[Point annotations for photos]
************
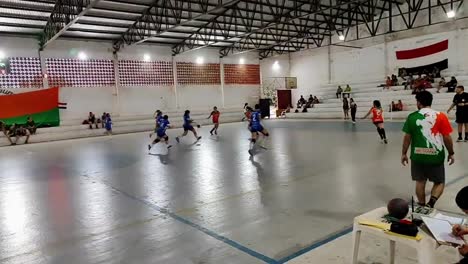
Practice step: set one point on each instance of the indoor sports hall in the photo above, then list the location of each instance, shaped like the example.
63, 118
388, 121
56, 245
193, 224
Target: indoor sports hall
233, 131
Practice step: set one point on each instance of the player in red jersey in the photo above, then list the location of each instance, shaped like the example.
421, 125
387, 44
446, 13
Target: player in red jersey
378, 119
215, 114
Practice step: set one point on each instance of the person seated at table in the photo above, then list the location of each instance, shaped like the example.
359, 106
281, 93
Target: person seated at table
442, 84
17, 132
458, 230
339, 91
31, 126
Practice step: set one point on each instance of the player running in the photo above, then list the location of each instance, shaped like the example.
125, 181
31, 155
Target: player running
378, 119
215, 114
164, 124
158, 115
256, 127
188, 127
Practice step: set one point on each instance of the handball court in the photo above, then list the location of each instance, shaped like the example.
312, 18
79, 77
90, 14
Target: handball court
105, 200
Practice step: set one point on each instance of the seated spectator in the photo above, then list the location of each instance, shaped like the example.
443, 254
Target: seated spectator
108, 124
316, 100
394, 80
442, 84
347, 91
400, 105
451, 85
301, 102
31, 126
388, 82
409, 80
17, 132
4, 130
92, 120
435, 72
103, 119
339, 91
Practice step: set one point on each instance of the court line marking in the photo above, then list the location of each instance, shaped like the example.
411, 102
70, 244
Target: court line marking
341, 233
205, 230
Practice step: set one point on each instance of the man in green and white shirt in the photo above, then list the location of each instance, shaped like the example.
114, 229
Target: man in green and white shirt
428, 132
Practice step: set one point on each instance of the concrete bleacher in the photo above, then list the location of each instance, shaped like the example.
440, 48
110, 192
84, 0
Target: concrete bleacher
366, 92
72, 128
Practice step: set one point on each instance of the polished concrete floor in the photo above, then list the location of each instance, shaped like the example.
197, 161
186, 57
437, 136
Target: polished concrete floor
105, 200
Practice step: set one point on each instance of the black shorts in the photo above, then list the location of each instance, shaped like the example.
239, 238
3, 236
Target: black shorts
424, 172
461, 116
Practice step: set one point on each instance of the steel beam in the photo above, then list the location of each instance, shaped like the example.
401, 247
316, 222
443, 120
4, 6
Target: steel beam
63, 16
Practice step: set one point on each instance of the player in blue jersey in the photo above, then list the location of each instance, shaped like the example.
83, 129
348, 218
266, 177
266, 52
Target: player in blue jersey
188, 126
161, 132
158, 116
256, 127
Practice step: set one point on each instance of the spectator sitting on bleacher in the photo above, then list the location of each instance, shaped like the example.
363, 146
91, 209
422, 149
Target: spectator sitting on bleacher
452, 85
17, 132
409, 80
103, 119
347, 91
92, 120
442, 84
339, 91
4, 129
301, 102
388, 82
31, 126
394, 80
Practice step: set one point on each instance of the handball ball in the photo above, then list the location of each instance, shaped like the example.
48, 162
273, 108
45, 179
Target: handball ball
398, 208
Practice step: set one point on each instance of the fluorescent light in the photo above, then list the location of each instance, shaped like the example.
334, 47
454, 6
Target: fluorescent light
451, 14
82, 56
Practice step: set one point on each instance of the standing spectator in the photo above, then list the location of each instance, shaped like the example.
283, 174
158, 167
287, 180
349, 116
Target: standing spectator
346, 108
4, 130
347, 91
108, 124
388, 82
442, 84
460, 100
103, 119
92, 120
394, 80
339, 91
353, 106
427, 131
451, 85
31, 126
17, 132
246, 107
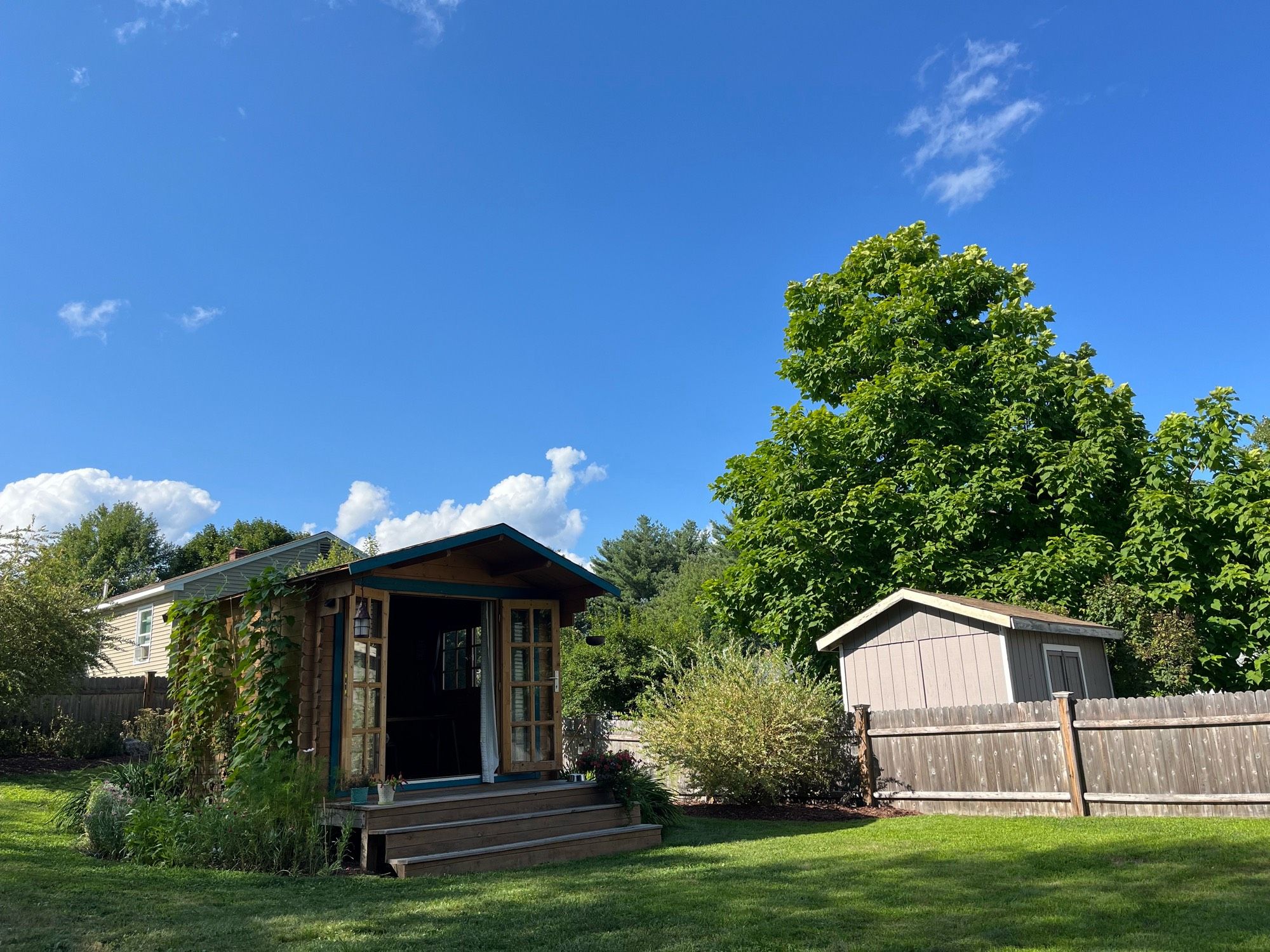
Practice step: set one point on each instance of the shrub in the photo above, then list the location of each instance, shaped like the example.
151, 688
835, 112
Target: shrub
142, 780
152, 727
105, 819
751, 727
632, 785
62, 736
269, 821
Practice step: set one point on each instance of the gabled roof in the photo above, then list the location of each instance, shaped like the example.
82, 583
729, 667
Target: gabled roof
178, 582
1015, 618
501, 545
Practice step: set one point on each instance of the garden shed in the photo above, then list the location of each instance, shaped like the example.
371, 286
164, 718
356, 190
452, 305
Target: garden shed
921, 649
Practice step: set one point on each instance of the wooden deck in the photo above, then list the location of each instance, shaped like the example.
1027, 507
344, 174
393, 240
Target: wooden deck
493, 827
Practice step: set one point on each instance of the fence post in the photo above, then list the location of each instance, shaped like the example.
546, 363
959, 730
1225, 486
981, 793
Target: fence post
1071, 752
867, 776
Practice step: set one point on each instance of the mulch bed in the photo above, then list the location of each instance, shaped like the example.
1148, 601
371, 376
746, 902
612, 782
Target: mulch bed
831, 813
27, 765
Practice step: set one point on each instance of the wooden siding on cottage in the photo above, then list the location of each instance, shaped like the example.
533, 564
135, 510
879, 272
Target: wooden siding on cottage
121, 623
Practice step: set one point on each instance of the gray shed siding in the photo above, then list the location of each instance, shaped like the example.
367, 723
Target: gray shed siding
920, 657
1028, 664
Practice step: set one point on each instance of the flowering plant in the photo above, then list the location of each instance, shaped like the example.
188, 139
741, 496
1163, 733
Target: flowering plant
632, 784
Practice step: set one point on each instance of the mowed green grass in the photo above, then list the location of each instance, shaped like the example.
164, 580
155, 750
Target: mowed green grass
912, 883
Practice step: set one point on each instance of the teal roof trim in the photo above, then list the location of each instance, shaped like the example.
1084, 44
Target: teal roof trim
403, 555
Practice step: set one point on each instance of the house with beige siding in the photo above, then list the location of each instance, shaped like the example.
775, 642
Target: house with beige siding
138, 626
921, 649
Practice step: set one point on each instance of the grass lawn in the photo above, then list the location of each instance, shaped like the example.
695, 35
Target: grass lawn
912, 883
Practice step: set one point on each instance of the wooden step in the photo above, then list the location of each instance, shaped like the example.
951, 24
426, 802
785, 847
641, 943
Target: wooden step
471, 804
516, 856
497, 831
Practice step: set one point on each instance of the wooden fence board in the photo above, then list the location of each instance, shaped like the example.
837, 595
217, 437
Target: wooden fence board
111, 700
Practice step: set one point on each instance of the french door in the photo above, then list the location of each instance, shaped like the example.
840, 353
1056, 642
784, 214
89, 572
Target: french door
531, 686
365, 678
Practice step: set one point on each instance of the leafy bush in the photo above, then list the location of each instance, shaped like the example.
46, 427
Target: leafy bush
62, 736
142, 780
750, 727
269, 821
632, 785
152, 727
105, 819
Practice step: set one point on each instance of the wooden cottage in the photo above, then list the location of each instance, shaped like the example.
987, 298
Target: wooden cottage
440, 663
138, 628
920, 649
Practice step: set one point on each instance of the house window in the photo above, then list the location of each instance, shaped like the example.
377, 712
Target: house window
142, 642
1065, 671
460, 659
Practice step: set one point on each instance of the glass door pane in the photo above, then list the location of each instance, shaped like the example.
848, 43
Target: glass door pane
366, 676
531, 684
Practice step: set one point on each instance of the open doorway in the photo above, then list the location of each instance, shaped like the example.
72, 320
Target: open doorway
434, 689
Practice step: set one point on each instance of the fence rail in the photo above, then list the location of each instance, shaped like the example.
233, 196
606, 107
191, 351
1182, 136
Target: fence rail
104, 699
1197, 755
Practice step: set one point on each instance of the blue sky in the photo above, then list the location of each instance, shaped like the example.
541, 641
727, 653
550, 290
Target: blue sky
272, 260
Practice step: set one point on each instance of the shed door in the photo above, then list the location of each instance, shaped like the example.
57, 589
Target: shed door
1065, 671
531, 686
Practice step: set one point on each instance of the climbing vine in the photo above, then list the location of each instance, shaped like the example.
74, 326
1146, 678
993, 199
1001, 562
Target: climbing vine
231, 684
200, 686
266, 708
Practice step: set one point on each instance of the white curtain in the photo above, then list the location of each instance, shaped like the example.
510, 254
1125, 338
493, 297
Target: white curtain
490, 631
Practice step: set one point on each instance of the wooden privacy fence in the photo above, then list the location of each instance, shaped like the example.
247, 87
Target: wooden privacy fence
1191, 756
105, 699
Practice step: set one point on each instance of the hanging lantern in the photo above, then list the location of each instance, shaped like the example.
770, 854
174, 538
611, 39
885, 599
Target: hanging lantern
363, 620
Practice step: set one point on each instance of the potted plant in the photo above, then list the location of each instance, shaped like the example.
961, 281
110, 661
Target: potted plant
388, 789
359, 788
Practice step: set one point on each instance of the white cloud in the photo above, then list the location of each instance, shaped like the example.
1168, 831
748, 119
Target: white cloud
168, 6
199, 317
55, 499
968, 128
90, 322
430, 16
966, 187
366, 503
129, 31
537, 506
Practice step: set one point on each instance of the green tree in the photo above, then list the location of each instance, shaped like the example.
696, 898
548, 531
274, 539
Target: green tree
643, 558
948, 446
641, 642
213, 545
1200, 543
49, 634
120, 546
1160, 651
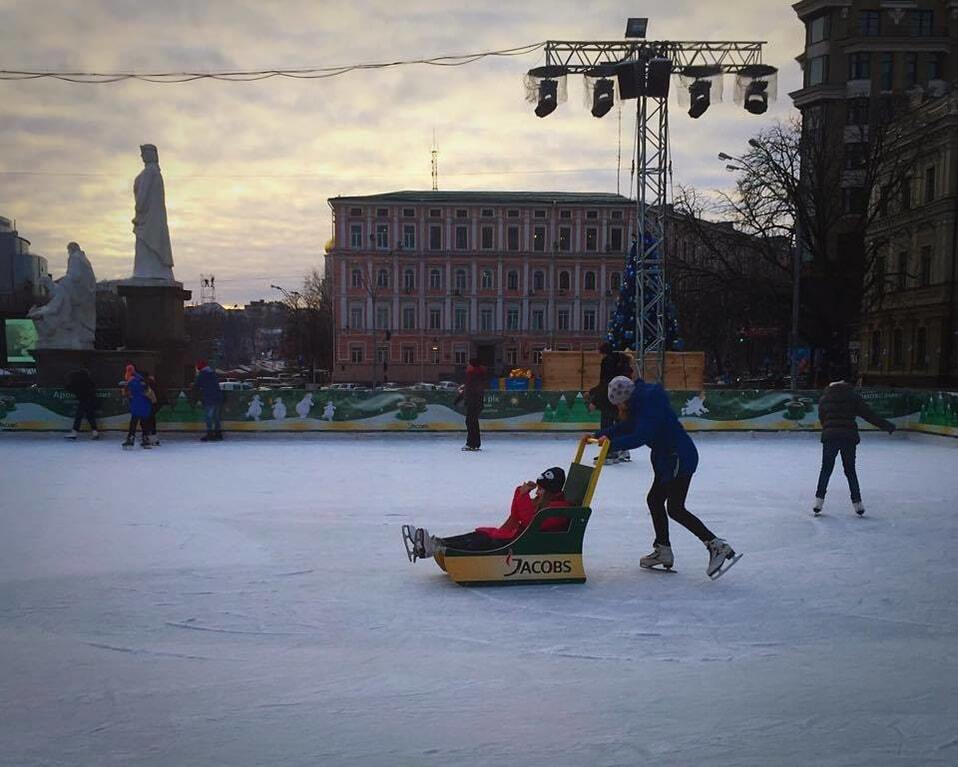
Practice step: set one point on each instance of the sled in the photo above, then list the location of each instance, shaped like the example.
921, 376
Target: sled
536, 556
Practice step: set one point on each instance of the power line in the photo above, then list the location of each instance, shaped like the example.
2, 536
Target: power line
315, 73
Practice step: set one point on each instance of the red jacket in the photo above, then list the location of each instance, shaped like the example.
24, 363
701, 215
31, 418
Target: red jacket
522, 513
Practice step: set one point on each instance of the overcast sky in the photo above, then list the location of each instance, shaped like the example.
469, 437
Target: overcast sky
249, 166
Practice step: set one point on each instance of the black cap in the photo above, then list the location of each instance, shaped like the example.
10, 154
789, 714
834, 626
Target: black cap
552, 479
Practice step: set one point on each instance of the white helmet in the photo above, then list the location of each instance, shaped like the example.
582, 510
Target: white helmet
620, 389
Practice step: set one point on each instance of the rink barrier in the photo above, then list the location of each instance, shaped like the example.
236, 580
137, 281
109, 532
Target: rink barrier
34, 409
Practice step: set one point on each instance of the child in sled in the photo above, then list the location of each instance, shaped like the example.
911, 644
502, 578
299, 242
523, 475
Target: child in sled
421, 545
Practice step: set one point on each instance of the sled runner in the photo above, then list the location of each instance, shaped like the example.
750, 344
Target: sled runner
536, 556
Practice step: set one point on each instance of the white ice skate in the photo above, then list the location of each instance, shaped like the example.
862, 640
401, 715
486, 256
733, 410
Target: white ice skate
661, 556
721, 558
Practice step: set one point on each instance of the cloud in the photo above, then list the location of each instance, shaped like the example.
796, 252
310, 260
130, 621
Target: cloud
249, 166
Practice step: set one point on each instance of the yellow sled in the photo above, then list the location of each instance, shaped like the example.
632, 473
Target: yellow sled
************
## WRITTEN TASK
Output the lines from the line containing "Practice step: set one point on each instance of the power" to the end, both included; add nothing.

## FINISHED EXERCISE
Practice step: set one point on each instance of the power line in the photo above, then list the location of each instance, shaped like the example.
2, 536
Target: power line
315, 73
Practice step: set one point on each instance of the red jacket in the photo above, then list the location of each instance, shaped like the example.
24, 363
701, 215
31, 418
Target: red jacket
522, 513
Practice step: set one point on each instance of the overcast sky in the photo above, then list the location of each instance, shaped like the example.
469, 437
Target: overcast sky
249, 166
Practice step: set one point on each instance of the black cap in the photo above, then list the location of each instance, shaped like the example.
10, 154
789, 714
834, 626
Target: black cap
552, 479
Practice step: set one point on each instance of the white helmet in the photo above, then list the location of each instance, shaped like the example.
582, 510
Target: white helmet
620, 389
Practice step: set one point on each instance of the rink barrier in the photo above, then list the location of each instance, shaped like the example.
236, 580
137, 281
109, 532
Target: rink barrier
34, 409
Practice step: set one point on each instance of the child in sled in the photo above, then list the location of each instance, shaped like the example.
911, 644
502, 578
299, 242
523, 475
Target: child in sled
421, 545
Practice step: set one point on each instance of the sled runner in the photo above, then list the location of each instance, shaped like the example.
750, 344
Target: sled runner
536, 556
Practice step: set one point on each instance of the white ice skate in the photo above, then list the location of each instance, shaped like the example.
862, 640
401, 715
486, 256
733, 410
Target: white ice skate
661, 556
721, 558
Practice step: set one point on each instance of the cloud in the photo above, then list the location of each instance, shaped like the example.
796, 252
310, 260
130, 621
Target: cloud
249, 166
Practice step: set one point on each instance of the yellow sled in the photo above, then list the location of each instance, shaped like the example.
632, 473
Target: yellow sled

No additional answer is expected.